Records to use:
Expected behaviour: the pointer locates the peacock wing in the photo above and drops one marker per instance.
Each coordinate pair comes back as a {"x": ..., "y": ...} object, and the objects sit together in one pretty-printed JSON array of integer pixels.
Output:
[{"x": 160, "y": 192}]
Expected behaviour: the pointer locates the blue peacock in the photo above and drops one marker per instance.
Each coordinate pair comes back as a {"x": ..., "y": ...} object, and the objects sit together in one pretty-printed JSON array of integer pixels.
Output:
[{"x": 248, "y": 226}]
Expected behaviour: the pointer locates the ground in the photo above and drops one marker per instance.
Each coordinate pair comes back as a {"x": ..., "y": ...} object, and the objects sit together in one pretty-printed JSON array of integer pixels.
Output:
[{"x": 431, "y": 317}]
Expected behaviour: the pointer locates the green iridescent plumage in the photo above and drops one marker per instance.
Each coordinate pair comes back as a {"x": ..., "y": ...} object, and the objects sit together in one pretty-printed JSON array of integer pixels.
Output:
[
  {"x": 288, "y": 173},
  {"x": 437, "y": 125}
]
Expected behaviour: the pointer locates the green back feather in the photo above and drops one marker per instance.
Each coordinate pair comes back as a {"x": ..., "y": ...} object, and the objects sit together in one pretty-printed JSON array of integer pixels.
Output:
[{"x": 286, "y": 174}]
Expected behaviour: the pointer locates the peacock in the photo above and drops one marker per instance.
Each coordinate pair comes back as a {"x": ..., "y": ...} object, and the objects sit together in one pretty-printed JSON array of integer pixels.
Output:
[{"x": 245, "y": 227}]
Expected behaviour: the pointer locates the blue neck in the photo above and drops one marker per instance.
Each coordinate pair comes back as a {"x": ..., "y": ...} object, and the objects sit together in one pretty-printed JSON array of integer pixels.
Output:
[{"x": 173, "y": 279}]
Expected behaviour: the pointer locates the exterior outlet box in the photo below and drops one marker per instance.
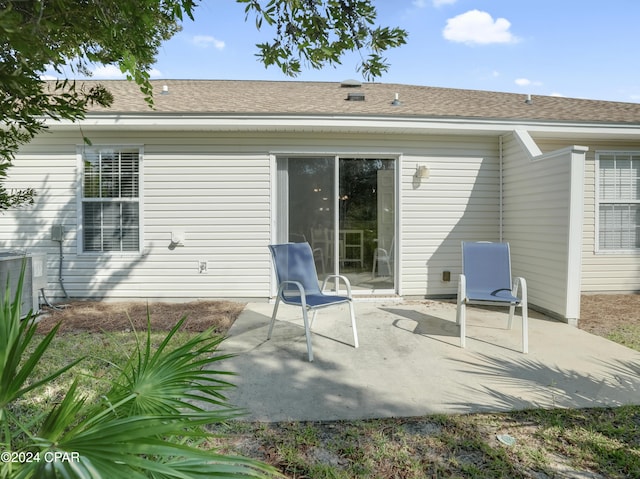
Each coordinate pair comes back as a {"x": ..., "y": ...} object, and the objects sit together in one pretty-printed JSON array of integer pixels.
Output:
[
  {"x": 178, "y": 238},
  {"x": 57, "y": 233}
]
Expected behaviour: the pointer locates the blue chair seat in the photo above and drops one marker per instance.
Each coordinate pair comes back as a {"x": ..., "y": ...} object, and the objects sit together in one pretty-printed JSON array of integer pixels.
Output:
[
  {"x": 486, "y": 279},
  {"x": 498, "y": 296},
  {"x": 315, "y": 300},
  {"x": 297, "y": 279}
]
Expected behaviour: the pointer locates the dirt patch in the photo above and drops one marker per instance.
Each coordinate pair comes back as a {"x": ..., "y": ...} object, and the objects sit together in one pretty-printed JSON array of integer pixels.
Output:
[
  {"x": 601, "y": 314},
  {"x": 97, "y": 316}
]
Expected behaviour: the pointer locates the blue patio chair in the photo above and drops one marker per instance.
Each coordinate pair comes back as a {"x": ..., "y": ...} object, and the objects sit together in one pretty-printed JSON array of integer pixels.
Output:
[
  {"x": 486, "y": 280},
  {"x": 298, "y": 286}
]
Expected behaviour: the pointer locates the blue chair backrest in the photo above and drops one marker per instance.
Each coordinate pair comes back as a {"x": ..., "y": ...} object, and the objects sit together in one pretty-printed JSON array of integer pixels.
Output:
[
  {"x": 294, "y": 262},
  {"x": 487, "y": 266}
]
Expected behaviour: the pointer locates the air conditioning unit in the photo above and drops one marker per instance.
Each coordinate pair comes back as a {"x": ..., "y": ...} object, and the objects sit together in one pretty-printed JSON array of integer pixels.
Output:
[{"x": 35, "y": 278}]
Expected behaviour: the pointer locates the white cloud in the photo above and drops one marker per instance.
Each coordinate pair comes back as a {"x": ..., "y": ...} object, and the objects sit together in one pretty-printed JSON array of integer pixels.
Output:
[
  {"x": 107, "y": 72},
  {"x": 527, "y": 82},
  {"x": 206, "y": 41},
  {"x": 439, "y": 3},
  {"x": 476, "y": 27}
]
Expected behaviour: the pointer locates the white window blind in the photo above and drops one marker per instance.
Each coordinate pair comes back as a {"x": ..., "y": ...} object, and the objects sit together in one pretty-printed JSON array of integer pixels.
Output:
[
  {"x": 619, "y": 201},
  {"x": 110, "y": 200}
]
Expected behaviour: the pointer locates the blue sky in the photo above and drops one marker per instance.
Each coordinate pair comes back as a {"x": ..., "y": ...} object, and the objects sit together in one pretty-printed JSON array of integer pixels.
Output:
[{"x": 571, "y": 48}]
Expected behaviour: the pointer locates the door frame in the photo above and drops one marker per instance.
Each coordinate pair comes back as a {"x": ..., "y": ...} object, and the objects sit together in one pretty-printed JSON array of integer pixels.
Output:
[{"x": 278, "y": 208}]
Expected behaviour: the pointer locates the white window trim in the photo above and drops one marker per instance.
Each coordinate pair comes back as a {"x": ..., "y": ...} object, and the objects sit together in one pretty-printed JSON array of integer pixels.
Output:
[
  {"x": 80, "y": 150},
  {"x": 597, "y": 202}
]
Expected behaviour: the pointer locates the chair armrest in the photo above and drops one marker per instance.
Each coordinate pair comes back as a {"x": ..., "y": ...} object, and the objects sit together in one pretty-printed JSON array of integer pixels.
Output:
[
  {"x": 462, "y": 288},
  {"x": 298, "y": 285},
  {"x": 344, "y": 279},
  {"x": 520, "y": 283}
]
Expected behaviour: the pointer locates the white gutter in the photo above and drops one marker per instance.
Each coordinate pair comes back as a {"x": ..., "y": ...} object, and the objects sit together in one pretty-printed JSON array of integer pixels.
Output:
[{"x": 415, "y": 125}]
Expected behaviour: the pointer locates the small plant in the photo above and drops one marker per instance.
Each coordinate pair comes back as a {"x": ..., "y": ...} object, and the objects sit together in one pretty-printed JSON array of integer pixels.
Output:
[{"x": 148, "y": 424}]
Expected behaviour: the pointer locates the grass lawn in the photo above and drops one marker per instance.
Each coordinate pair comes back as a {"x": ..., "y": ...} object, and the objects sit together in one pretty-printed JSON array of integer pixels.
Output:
[{"x": 587, "y": 443}]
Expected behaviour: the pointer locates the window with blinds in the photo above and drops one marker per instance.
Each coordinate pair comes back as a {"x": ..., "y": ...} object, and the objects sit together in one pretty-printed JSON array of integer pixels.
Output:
[
  {"x": 618, "y": 201},
  {"x": 111, "y": 200}
]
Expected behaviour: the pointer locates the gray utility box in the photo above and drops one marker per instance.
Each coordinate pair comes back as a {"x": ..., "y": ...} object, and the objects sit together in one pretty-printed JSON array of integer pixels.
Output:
[{"x": 35, "y": 278}]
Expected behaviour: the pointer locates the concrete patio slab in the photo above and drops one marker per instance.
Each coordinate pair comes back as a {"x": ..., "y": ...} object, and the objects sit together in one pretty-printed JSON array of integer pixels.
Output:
[{"x": 409, "y": 363}]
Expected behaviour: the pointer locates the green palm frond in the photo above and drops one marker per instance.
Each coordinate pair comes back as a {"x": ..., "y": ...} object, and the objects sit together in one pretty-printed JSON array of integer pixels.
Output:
[{"x": 173, "y": 378}]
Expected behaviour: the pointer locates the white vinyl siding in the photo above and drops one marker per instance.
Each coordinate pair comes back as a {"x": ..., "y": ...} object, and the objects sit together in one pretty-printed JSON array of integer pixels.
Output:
[
  {"x": 539, "y": 201},
  {"x": 618, "y": 201},
  {"x": 215, "y": 190},
  {"x": 602, "y": 272}
]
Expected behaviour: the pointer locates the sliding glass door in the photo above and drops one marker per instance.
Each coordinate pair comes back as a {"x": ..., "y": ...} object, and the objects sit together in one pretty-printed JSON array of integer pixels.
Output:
[{"x": 345, "y": 208}]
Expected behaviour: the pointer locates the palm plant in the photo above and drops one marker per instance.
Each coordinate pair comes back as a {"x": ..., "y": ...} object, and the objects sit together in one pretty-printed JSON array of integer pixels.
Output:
[{"x": 148, "y": 425}]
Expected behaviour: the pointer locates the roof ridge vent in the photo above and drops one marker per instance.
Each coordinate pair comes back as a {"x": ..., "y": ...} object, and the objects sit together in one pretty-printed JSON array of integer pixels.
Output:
[
  {"x": 350, "y": 84},
  {"x": 356, "y": 96}
]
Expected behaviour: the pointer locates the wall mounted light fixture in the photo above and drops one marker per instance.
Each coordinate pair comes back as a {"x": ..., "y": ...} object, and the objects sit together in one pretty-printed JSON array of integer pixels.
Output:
[{"x": 422, "y": 172}]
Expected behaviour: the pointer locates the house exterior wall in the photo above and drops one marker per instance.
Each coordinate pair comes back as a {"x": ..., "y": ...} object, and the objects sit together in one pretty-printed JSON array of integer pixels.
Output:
[
  {"x": 602, "y": 272},
  {"x": 217, "y": 189},
  {"x": 540, "y": 196}
]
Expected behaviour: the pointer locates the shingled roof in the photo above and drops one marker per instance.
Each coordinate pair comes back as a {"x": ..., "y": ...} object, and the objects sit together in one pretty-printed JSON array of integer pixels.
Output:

Job:
Find the line containing "Expected behaviour: the pointer locates the shingled". Reproduce it exactly, along with every line after it through the last.

Task response:
Expected behaviour: the pointer locates the shingled roof in the photo above and drops one marker per instance.
Each coordinate pair comes back as a {"x": ..., "y": ...} object, and the objects sit together in one pretty-printed JSON array of integer pixels.
Output:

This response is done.